====== RECORDS SUPPLIED

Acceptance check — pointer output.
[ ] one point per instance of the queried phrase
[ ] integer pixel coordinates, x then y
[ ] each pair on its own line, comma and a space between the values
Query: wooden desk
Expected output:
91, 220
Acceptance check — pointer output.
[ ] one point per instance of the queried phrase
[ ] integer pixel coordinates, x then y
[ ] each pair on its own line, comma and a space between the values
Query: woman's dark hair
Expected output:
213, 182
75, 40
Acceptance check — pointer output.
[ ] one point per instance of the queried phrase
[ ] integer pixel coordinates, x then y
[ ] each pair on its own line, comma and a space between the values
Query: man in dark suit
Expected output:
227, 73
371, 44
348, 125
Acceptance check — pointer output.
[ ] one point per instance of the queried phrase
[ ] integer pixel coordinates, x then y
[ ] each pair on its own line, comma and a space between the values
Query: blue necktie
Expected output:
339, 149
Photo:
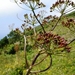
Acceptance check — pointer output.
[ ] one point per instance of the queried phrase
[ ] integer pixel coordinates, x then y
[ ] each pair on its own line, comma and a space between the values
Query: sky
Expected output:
8, 15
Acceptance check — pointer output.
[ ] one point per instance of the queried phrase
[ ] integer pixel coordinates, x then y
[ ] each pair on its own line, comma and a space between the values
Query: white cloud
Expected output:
6, 6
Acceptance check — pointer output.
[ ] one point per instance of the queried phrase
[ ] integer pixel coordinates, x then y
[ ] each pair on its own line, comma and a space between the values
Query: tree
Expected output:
4, 42
48, 42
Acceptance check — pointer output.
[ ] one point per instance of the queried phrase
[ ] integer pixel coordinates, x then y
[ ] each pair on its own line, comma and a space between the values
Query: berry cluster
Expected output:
47, 38
69, 23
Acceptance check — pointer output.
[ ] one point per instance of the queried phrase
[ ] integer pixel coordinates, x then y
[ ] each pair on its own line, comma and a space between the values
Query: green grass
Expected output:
63, 64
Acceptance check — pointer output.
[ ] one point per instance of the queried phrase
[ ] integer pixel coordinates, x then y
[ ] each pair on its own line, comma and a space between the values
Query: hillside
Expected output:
13, 63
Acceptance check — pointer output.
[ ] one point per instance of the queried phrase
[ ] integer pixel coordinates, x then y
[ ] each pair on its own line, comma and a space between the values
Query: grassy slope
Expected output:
62, 64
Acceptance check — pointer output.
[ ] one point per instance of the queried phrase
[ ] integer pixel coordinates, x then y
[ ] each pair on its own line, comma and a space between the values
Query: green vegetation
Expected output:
48, 49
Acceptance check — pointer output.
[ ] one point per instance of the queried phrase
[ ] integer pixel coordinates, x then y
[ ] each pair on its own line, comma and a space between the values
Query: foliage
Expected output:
4, 42
47, 46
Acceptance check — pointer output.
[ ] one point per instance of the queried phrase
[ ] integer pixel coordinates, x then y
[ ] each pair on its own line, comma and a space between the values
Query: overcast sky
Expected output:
9, 11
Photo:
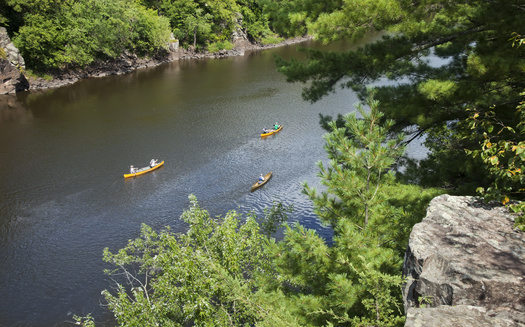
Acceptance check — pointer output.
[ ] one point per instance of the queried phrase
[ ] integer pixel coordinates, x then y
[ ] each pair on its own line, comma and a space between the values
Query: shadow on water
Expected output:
63, 153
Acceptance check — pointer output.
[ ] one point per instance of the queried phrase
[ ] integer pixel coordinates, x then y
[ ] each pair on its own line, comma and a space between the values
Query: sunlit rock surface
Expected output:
465, 265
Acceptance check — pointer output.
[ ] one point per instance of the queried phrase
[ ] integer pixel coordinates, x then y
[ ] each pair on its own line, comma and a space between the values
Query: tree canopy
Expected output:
436, 59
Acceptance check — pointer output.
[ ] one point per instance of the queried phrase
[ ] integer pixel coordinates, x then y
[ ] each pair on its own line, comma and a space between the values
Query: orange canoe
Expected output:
263, 135
144, 170
259, 183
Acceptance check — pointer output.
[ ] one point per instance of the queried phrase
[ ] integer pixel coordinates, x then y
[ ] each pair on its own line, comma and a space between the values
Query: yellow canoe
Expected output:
263, 135
144, 170
259, 183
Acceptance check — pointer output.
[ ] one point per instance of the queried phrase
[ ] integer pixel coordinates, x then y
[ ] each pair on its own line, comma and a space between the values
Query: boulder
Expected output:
465, 261
12, 79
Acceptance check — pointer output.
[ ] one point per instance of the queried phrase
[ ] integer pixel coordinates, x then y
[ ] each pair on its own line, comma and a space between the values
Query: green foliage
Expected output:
503, 153
472, 65
207, 277
359, 165
218, 46
69, 34
227, 272
355, 279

============

> **WHAT IS REQUIRED**:
Copy out each line from the records above that contains the word "canoe".

> **TASK ANSWER**:
Query: orange canoe
Query: yellow canoe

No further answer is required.